■ Descrição da tarefa
Repita na íntegra, sem nenhuma alteração, o texto sobre o PIB do terceiro trimestre e a recessão.

Após dois trimestres de queda, o crescimento de 7,7% no Produto Interno Bruto (PIB, soma de todo o valor gerado na economia num período) do terceiro trimestre foi recorde na série histórica do Instituto Brasileiro de Geografia e Estatística (IBGE), iniciada em 1996. Com tamanha alta, a recessão iniciada no primeiro trimestre, por causa da pandemia de covid-19, ficou para trás? A resposta não é simples e pode ficar mesmo para 2021.
Quando o IBGE informou que o PIB do segundo trimestre despencou 9,7% sobre os três primeiros meses do ano, também uma queda recorde, a economia brasileira entrou em “recessão técnica”, confirmando o ciclo recessivo. Antes mesmo de sabermos que o PIB teve dois trimestres seguidos de queda – o que basta para caracterizar a “recessão técnica” -, o Codace, comitê independente da Fundação Getulio Vargas (FGV) que se dedica a marcar os ciclos da economia, já havia registrado o início de uma recessão no primeiro trimestre.
Tradicionalmente, economistas dedicados a estudar os ciclos econômicos levam mais tempo para registrar o início das recessões. Outros dados da atividade econômica, como aqueles do mercado de trabalho, são levados em conta, para além da simples variação do PIB. O registro do Codace/FGV foi atípico. Os impactos da pandemia de covid-19 foram tão fortes e evidentes que deixaram logo claro que a economia entrou em recessão – nos Estados Unidos, o comitê análogo do NBER, um dos mais antigos e tradicionais institutos de pesquisa econômica independente, também foi mais rápido do que o usual para registrar o início da recessão por lá.
Por outro lado, se foi fácil apontar quando a recessão da covid-19 começou, não basta que a economia volte a crescer para que um País saia do ciclo recessivo, explicou Paulo Picchetti, pesquisador do Instituto Brasileiro de Economia (Ibre) da FGV e um dos membros do Codace. É preciso verificar a magnitude da recuperação em relação à queda iniciada no atual ciclo recessivo e outros indicadores econômicos. Embora tenha sido recorde, o crescimento do PIB no terceiro trimestre foi insuficiente para apagar a queda do primeiro e do segundo trimestres.

[Dados coletados]
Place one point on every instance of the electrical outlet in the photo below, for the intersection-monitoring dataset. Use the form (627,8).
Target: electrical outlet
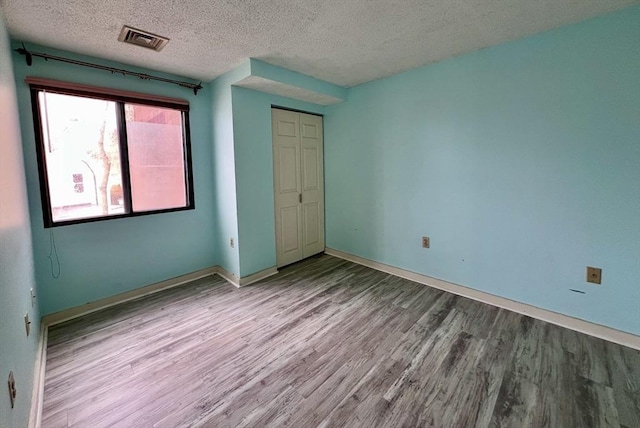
(27,323)
(594,275)
(12,389)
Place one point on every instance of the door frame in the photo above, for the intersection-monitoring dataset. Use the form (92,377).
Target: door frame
(324,224)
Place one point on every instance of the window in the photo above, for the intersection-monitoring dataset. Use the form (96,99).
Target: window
(109,154)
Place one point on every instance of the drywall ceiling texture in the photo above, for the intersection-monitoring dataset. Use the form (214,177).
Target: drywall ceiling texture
(342,42)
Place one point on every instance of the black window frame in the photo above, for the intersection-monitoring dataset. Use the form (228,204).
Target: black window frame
(120,98)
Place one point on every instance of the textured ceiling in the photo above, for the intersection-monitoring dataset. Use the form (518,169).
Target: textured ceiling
(345,42)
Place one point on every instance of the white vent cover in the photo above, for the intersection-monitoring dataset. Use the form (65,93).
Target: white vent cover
(142,38)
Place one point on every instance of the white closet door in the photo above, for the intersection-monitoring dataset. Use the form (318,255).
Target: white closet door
(312,184)
(298,185)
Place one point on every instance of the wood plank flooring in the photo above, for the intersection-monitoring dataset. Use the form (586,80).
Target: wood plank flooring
(329,343)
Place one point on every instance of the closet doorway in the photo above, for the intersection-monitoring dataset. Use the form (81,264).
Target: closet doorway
(298,184)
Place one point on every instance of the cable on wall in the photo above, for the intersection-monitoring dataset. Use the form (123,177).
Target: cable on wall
(30,54)
(53,254)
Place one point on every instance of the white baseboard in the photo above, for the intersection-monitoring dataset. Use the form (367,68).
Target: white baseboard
(37,395)
(35,415)
(582,326)
(67,314)
(246,280)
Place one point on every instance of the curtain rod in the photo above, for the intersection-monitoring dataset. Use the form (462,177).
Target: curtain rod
(30,54)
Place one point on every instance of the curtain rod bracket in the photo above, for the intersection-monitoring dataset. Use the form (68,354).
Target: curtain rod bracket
(29,58)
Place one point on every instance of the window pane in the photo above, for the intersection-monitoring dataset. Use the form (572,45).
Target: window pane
(80,143)
(156,157)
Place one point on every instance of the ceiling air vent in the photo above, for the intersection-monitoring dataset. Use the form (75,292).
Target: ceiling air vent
(142,38)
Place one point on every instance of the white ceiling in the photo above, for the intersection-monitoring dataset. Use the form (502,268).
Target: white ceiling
(345,42)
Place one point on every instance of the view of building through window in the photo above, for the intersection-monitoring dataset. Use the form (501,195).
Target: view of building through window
(86,173)
(83,156)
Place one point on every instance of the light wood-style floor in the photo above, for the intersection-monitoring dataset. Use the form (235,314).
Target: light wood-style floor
(330,343)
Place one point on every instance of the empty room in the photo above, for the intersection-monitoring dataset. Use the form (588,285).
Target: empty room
(320,213)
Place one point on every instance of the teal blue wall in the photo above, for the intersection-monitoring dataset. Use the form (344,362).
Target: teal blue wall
(254,174)
(224,181)
(110,257)
(17,351)
(520,161)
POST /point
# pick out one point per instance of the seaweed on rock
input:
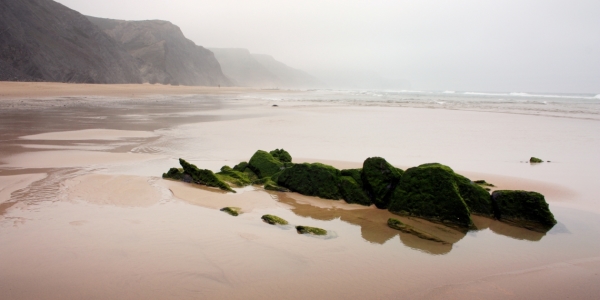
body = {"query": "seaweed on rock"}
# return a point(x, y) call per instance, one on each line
point(281, 155)
point(352, 192)
point(525, 209)
point(203, 176)
point(379, 180)
point(312, 180)
point(430, 192)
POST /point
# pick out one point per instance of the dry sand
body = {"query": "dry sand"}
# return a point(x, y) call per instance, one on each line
point(99, 223)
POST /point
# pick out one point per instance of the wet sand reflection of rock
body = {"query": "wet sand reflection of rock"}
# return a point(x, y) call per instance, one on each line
point(373, 224)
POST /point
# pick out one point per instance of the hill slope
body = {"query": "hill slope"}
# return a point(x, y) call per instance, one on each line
point(163, 53)
point(41, 40)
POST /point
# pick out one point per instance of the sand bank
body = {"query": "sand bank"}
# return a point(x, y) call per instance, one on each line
point(122, 234)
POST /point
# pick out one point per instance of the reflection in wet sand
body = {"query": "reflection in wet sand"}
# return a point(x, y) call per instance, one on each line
point(373, 222)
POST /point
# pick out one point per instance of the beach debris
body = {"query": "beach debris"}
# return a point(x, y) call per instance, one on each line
point(234, 211)
point(311, 230)
point(396, 224)
point(524, 209)
point(273, 220)
point(535, 160)
point(379, 180)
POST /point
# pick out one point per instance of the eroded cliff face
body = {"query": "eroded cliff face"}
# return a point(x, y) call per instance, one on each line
point(41, 40)
point(163, 54)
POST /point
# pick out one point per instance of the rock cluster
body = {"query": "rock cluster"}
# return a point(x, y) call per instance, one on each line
point(430, 191)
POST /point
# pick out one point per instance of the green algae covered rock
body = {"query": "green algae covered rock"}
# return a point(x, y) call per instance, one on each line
point(396, 224)
point(271, 219)
point(281, 155)
point(272, 186)
point(430, 191)
point(202, 176)
point(234, 177)
point(234, 211)
point(174, 173)
point(535, 160)
point(312, 180)
point(264, 164)
point(310, 230)
point(525, 209)
point(379, 180)
point(352, 192)
point(477, 198)
point(356, 174)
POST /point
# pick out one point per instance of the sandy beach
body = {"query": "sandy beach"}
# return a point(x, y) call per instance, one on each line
point(84, 212)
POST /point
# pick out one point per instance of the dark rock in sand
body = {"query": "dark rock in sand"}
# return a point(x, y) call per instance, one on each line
point(234, 211)
point(535, 160)
point(271, 219)
point(524, 209)
point(263, 164)
point(310, 230)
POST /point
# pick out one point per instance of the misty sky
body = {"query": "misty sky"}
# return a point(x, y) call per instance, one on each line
point(511, 46)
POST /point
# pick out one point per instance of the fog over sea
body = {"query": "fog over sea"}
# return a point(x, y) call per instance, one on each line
point(580, 106)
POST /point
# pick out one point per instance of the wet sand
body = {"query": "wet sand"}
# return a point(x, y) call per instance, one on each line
point(90, 217)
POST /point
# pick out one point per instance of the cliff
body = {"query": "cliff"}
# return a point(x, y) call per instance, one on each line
point(41, 40)
point(163, 54)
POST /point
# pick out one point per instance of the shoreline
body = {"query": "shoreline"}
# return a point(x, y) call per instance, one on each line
point(103, 213)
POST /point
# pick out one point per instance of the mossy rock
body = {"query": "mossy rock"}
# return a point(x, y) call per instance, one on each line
point(477, 198)
point(241, 166)
point(312, 180)
point(396, 224)
point(430, 192)
point(174, 173)
point(281, 155)
point(202, 176)
point(233, 176)
point(264, 164)
point(234, 211)
point(272, 186)
point(483, 183)
point(524, 209)
point(379, 180)
point(311, 230)
point(352, 192)
point(356, 174)
point(273, 220)
point(535, 160)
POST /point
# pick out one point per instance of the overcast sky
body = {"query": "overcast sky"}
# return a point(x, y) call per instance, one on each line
point(478, 45)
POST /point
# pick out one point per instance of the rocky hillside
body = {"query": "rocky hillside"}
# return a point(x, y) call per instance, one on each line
point(163, 54)
point(258, 70)
point(41, 40)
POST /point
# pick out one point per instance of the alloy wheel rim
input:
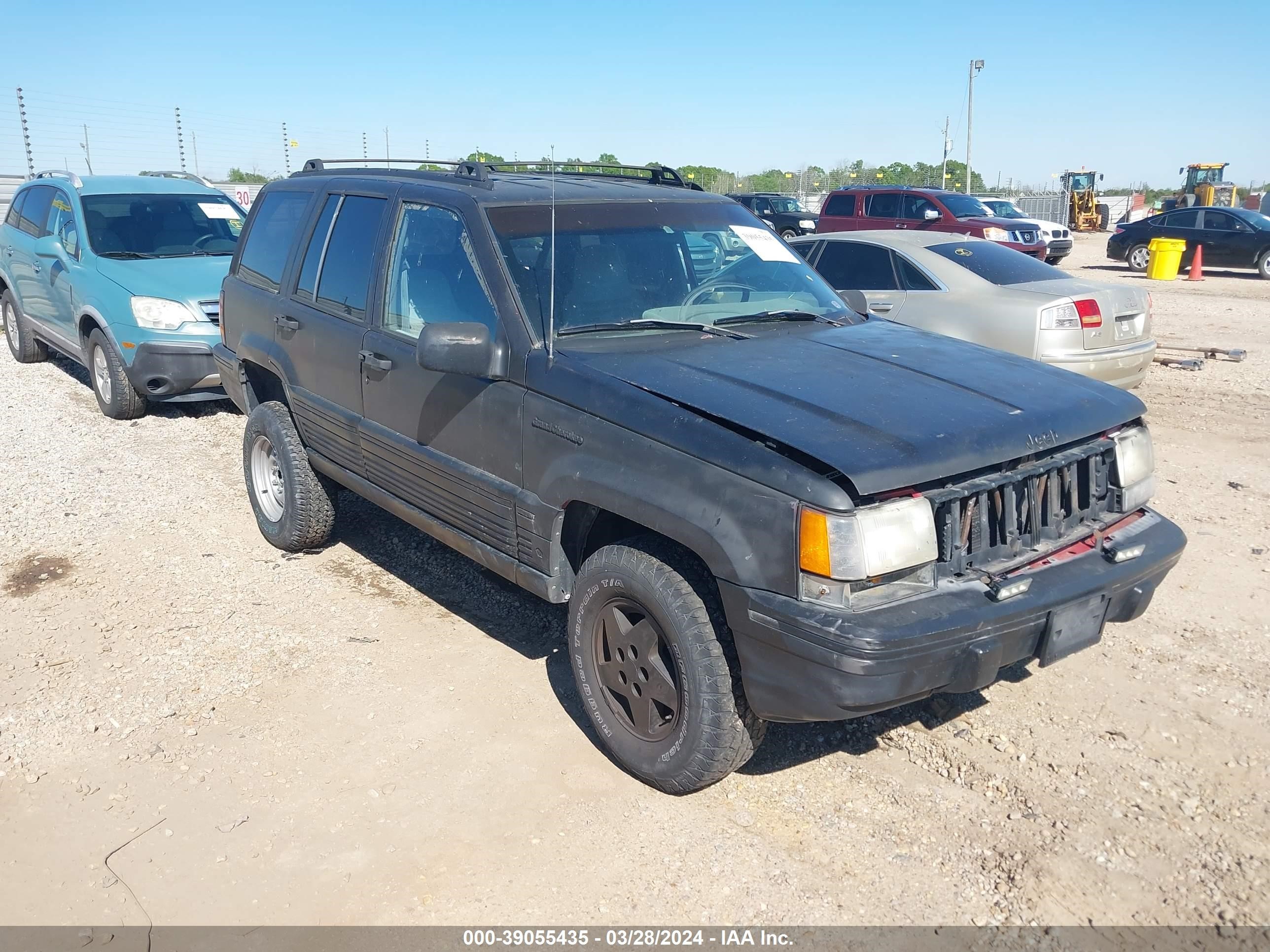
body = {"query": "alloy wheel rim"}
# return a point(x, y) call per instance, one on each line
point(102, 374)
point(267, 485)
point(636, 671)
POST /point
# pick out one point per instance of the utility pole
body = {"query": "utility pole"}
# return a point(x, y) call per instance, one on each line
point(181, 142)
point(976, 65)
point(88, 155)
point(944, 169)
point(26, 135)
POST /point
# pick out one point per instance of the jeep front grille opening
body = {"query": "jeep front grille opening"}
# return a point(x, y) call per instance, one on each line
point(1004, 516)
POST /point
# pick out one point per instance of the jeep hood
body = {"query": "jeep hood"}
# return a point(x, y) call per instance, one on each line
point(885, 406)
point(192, 278)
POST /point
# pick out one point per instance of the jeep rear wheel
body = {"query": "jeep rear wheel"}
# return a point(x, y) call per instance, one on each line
point(294, 506)
point(22, 343)
point(656, 667)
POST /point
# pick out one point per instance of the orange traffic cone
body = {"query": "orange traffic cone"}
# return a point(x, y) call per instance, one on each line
point(1197, 272)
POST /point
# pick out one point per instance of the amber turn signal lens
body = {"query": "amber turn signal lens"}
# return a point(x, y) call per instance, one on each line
point(813, 543)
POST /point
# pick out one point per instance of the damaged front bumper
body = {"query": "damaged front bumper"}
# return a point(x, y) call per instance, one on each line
point(806, 663)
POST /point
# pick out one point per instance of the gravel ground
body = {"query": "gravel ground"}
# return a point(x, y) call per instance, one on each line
point(385, 733)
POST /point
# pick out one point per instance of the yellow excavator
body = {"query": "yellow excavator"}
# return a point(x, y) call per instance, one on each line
point(1204, 186)
point(1085, 212)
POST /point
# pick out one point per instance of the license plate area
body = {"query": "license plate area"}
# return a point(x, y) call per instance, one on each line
point(1128, 328)
point(1074, 627)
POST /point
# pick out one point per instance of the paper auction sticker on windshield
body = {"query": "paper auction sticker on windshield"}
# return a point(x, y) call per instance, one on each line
point(765, 244)
point(219, 210)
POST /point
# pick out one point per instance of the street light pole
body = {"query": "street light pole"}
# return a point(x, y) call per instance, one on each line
point(976, 65)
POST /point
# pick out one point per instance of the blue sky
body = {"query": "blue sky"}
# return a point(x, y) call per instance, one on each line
point(742, 85)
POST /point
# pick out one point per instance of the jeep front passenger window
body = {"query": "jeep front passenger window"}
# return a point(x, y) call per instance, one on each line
point(433, 276)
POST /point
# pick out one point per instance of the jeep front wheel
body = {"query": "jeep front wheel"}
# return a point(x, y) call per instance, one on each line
point(656, 667)
point(294, 506)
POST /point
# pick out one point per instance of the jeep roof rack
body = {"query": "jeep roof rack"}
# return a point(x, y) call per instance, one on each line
point(481, 172)
point(60, 174)
point(187, 175)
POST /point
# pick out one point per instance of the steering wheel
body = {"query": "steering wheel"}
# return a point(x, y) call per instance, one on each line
point(746, 291)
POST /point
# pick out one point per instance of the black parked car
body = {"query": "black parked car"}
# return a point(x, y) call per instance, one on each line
point(759, 503)
point(1233, 238)
point(786, 216)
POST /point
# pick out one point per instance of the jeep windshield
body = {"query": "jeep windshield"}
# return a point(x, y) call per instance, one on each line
point(964, 206)
point(788, 205)
point(1002, 210)
point(673, 262)
point(162, 226)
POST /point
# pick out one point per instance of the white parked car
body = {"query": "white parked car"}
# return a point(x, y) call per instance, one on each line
point(1058, 238)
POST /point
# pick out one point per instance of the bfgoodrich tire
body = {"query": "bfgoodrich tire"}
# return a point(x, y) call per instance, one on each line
point(115, 393)
point(294, 506)
point(656, 667)
point(22, 343)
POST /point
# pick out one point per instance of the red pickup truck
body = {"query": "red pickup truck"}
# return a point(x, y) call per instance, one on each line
point(867, 207)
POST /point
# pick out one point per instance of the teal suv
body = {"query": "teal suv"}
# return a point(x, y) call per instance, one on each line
point(124, 274)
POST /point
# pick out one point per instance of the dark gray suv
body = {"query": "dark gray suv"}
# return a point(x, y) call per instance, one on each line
point(621, 393)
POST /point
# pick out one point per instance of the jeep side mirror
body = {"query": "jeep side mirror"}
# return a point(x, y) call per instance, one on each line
point(49, 247)
point(464, 348)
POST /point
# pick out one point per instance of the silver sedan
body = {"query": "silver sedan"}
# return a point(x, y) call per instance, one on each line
point(980, 291)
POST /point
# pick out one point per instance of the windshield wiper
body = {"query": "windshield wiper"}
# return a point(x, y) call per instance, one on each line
point(645, 323)
point(779, 316)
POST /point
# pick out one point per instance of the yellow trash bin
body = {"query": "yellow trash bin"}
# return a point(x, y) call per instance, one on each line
point(1166, 258)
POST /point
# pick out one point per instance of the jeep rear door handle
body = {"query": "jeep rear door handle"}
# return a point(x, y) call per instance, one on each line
point(371, 360)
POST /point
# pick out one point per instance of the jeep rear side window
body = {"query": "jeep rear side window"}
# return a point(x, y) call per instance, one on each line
point(850, 266)
point(270, 240)
point(840, 205)
point(346, 268)
point(912, 276)
point(884, 206)
point(317, 245)
point(433, 277)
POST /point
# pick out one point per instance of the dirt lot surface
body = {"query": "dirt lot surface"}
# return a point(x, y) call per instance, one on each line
point(384, 733)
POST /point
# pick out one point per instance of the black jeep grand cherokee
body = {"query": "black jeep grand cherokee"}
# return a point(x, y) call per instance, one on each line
point(759, 503)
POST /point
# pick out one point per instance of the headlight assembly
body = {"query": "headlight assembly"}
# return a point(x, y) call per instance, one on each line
point(160, 314)
point(1134, 473)
point(870, 556)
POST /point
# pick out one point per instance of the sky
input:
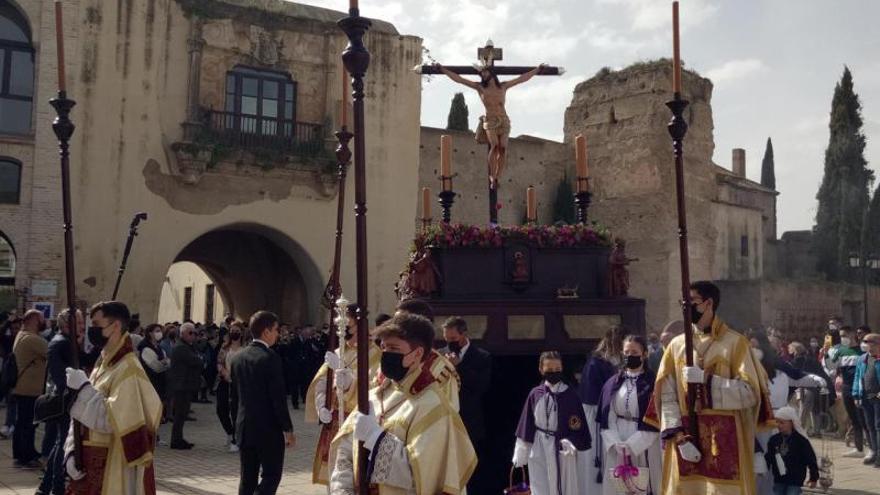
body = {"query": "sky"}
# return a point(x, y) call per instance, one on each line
point(774, 64)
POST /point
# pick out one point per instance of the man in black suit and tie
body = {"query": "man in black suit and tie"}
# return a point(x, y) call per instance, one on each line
point(474, 367)
point(263, 427)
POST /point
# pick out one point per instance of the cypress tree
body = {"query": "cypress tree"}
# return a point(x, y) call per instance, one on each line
point(458, 114)
point(768, 168)
point(843, 195)
point(873, 230)
point(563, 205)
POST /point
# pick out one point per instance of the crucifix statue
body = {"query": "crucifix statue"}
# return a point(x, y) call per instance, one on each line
point(495, 125)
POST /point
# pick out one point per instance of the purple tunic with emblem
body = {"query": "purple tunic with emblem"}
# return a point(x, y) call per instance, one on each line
point(571, 422)
point(644, 390)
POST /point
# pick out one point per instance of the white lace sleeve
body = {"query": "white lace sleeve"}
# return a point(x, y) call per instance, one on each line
point(90, 409)
point(342, 477)
point(731, 394)
point(391, 463)
point(670, 413)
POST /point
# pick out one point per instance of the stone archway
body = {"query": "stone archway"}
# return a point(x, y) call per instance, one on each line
point(255, 267)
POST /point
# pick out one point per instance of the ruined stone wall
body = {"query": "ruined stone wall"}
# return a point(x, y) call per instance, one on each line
point(127, 65)
point(623, 116)
point(530, 162)
point(799, 308)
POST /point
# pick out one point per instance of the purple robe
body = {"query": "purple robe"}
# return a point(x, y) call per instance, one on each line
point(644, 390)
point(596, 372)
point(571, 421)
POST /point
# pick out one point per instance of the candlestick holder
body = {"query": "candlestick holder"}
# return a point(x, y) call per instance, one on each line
point(63, 128)
point(677, 129)
point(582, 199)
point(447, 198)
point(356, 59)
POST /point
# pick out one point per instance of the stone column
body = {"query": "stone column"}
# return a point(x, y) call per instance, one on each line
point(195, 43)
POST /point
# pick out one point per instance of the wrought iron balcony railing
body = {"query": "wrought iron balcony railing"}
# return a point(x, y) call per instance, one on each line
point(268, 133)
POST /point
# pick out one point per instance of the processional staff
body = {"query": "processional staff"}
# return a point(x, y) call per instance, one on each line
point(132, 232)
point(63, 128)
point(677, 129)
point(356, 59)
point(333, 292)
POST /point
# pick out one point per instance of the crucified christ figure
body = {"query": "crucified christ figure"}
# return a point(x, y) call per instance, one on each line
point(496, 123)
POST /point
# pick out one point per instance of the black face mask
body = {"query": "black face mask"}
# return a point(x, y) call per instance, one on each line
point(96, 337)
point(392, 365)
point(633, 362)
point(696, 314)
point(553, 377)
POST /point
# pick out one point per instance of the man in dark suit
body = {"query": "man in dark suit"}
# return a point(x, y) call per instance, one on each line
point(263, 427)
point(184, 380)
point(474, 367)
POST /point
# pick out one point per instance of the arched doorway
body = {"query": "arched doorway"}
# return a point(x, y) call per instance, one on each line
point(7, 274)
point(247, 267)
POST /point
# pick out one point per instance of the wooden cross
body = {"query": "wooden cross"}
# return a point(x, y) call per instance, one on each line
point(488, 55)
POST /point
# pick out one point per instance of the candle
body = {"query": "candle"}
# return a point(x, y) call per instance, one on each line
point(426, 203)
point(676, 53)
point(59, 44)
point(446, 161)
point(581, 154)
point(344, 117)
point(531, 205)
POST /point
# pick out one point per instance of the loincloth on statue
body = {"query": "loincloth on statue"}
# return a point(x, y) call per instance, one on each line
point(497, 124)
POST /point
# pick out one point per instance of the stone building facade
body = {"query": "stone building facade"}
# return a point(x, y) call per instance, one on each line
point(766, 280)
point(216, 118)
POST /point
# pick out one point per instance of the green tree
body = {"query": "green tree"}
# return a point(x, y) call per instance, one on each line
point(563, 205)
point(458, 114)
point(768, 168)
point(843, 195)
point(873, 221)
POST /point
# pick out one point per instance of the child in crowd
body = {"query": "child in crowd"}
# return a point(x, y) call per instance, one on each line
point(790, 455)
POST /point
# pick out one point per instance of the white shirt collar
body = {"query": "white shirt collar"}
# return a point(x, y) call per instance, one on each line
point(464, 350)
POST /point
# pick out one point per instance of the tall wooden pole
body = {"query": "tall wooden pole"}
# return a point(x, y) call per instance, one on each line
point(333, 291)
point(677, 129)
point(356, 59)
point(63, 128)
point(132, 233)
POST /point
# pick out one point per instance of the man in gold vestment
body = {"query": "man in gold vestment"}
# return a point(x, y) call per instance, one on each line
point(732, 404)
point(119, 411)
point(417, 441)
point(345, 379)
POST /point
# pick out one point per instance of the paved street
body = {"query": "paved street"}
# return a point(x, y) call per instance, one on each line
point(210, 470)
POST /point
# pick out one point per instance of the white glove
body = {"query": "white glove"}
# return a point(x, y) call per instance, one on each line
point(332, 360)
point(343, 378)
point(521, 453)
point(693, 374)
point(76, 378)
point(366, 429)
point(72, 471)
point(689, 452)
point(325, 416)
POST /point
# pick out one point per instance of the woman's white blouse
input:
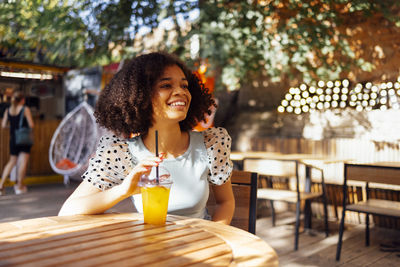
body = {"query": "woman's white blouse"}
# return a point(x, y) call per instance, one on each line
point(207, 160)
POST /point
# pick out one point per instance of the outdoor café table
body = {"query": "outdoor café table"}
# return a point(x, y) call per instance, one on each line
point(307, 159)
point(122, 239)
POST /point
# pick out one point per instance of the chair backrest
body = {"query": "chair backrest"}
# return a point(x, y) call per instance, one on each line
point(244, 186)
point(366, 173)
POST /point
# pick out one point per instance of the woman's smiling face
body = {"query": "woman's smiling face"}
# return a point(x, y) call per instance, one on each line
point(171, 99)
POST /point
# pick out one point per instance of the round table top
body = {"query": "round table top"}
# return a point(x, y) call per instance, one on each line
point(123, 238)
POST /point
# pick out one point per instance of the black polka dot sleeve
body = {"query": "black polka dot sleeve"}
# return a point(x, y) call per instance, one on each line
point(218, 144)
point(111, 164)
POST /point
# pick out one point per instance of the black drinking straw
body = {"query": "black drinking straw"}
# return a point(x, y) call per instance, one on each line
point(157, 175)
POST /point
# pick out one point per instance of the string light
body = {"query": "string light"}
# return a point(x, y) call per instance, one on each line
point(340, 94)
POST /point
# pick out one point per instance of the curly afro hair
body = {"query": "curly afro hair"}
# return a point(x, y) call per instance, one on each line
point(125, 106)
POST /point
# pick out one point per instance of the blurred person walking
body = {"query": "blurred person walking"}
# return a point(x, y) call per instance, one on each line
point(19, 154)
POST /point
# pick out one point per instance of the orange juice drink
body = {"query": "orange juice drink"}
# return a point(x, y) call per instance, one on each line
point(155, 203)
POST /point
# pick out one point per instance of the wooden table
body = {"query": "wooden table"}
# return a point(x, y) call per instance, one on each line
point(122, 239)
point(308, 160)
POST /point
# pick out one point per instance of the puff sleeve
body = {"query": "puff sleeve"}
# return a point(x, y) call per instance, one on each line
point(111, 163)
point(218, 145)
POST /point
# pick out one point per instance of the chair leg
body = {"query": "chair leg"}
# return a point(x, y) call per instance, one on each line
point(296, 237)
point(273, 213)
point(367, 229)
point(341, 230)
point(326, 217)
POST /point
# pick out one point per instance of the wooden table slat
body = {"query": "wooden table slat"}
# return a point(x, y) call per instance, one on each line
point(81, 248)
point(37, 245)
point(123, 240)
point(52, 231)
point(154, 251)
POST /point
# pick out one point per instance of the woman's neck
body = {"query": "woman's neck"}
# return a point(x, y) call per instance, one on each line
point(171, 140)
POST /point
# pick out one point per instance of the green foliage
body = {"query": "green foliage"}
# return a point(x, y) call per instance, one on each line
point(240, 40)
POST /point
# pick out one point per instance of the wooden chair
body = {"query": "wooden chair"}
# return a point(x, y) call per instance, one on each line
point(289, 168)
point(244, 185)
point(369, 174)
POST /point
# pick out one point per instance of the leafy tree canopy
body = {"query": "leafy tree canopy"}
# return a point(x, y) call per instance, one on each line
point(238, 39)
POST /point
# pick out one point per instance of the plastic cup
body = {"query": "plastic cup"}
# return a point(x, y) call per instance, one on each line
point(155, 196)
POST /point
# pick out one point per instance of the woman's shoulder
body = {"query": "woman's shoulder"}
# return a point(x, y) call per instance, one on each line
point(218, 145)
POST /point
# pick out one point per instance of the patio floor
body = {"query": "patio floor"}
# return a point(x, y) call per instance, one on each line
point(314, 249)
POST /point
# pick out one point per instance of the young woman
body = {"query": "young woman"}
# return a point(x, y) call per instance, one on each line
point(153, 92)
point(18, 153)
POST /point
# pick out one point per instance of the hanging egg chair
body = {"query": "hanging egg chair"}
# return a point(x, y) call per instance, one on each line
point(74, 142)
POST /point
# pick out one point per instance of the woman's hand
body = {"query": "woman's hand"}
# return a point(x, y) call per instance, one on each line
point(129, 185)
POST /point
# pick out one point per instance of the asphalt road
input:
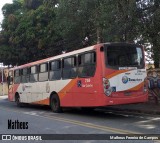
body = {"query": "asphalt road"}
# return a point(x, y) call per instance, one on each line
point(40, 120)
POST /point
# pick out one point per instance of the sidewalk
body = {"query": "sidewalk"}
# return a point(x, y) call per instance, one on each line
point(145, 108)
point(3, 96)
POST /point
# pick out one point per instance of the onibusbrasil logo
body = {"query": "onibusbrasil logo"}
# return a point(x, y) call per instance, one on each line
point(124, 79)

■ Resposta
Após dois trimestres de queda, o crescimento de 7,7% no Produto Interno Bruto (PIB, soma de todo o valor gerado na economia num período) do terceiro trimestre foi recorde na série histórica do Instituto Brasileiro de Geografia e Estatística (IBGE), iniciada em 1996. Com tamanha alta, a recessão iniciada no primeiro trimestre, por causa da pandemia de covid-19, ficou para trás? A resposta não é simples e pode ficar mesmo para 2021.
Quando o IBGE informou que o PIB do segundo trimestre despencou 9,7% sobre os três primeiros meses do ano, também uma queda recorde, a economia brasileira entrou em “recessão técnica”, confirmando o ciclo recessivo. Antes mesmo de sabermos que o PIB teve dois trimestres seguidos de queda – o que basta para caracterizar a “recessão técnica” -, o Codace, comitê independente da Fundação Getulio Vargas (FGV) que se dedica a marcar os ciclos da economia, já havia registrado o início de uma recessão no primeiro trimestre.
Tradicionalmente, economistas dedicados a estudar os ciclos econômicos levam mais tempo para registrar o início das recessões. Outros dados da atividade econômica, como aqueles do mercado de trabalho, são levados em conta, para além da simples variação do PIB. O registro do Codace/FGV foi atípico. Os impactos da pandemia de covid-19 foram tão fortes e evidentes que deixaram logo claro que a economia entrou em recessão – nos Estados Unidos, o comitê análogo do NBER, um dos mais antigos e tradicionais institutos de pesquisa econômica independente, também foi mais rápido do que o usual para registrar o início da recessão por lá.
Por outro lado, se foi fácil apontar quando a recessão da covid-19 começou, não basta que a economia volte a crescer para que um País saia do ciclo recessivo, explicou Paulo Picchetti, pesquisador do Instituto Brasileiro de Economia (Ibre) da FGV e um dos membros do Codace. É preciso verificar a magnitude da recuperação em relação à queda iniciada no atual ciclo recessivo e outros indicadores econômicos. Embora tenha sido recorde, o crescimento do PIB no terceiro trimestre foi insuficiente para apagar a queda do primeiro e do segundo trimestres.